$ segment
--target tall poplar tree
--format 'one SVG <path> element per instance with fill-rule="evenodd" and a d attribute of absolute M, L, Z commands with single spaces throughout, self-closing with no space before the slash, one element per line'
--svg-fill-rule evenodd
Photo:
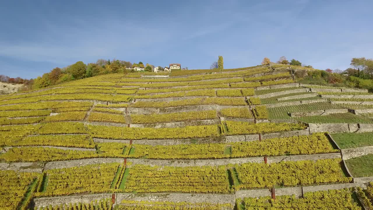
<path fill-rule="evenodd" d="M 217 65 L 220 71 L 222 71 L 223 68 L 223 56 L 219 55 L 219 58 L 217 59 Z"/>

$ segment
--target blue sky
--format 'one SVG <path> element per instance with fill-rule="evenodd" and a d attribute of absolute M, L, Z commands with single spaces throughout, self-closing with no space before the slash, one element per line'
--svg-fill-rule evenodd
<path fill-rule="evenodd" d="M 78 61 L 113 58 L 226 68 L 282 56 L 321 69 L 373 58 L 373 1 L 7 1 L 0 74 L 35 78 Z"/>

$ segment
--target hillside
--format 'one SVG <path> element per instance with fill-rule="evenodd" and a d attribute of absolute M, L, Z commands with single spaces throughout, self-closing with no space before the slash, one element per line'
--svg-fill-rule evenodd
<path fill-rule="evenodd" d="M 300 84 L 300 68 L 106 74 L 0 96 L 0 204 L 372 208 L 373 93 Z"/>
<path fill-rule="evenodd" d="M 23 84 L 15 84 L 0 82 L 0 95 L 9 94 L 18 92 L 24 86 Z"/>

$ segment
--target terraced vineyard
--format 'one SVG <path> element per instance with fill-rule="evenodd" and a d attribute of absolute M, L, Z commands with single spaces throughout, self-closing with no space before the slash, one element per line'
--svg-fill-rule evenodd
<path fill-rule="evenodd" d="M 217 71 L 0 96 L 1 209 L 372 208 L 373 95 Z"/>

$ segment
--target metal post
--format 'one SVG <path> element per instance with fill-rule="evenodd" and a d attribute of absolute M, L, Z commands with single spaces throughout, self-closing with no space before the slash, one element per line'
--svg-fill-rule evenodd
<path fill-rule="evenodd" d="M 272 199 L 275 200 L 276 199 L 276 193 L 275 192 L 275 188 L 273 188 L 271 189 L 271 196 L 272 197 Z"/>
<path fill-rule="evenodd" d="M 112 194 L 112 203 L 115 203 L 115 194 Z"/>

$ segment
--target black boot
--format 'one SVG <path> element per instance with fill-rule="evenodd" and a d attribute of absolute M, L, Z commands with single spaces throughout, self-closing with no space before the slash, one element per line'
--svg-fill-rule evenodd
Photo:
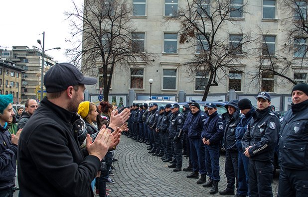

____________

» WHAT YOU NEED TO DO: Pull out every line of the data above that contains the string "target", and list those lines in their original order.

» ANSWER TO THE TASK:
--target tall poplar tree
--target blue sky
--target hillside
--target terraced vineyard
--target metal post
--target black boot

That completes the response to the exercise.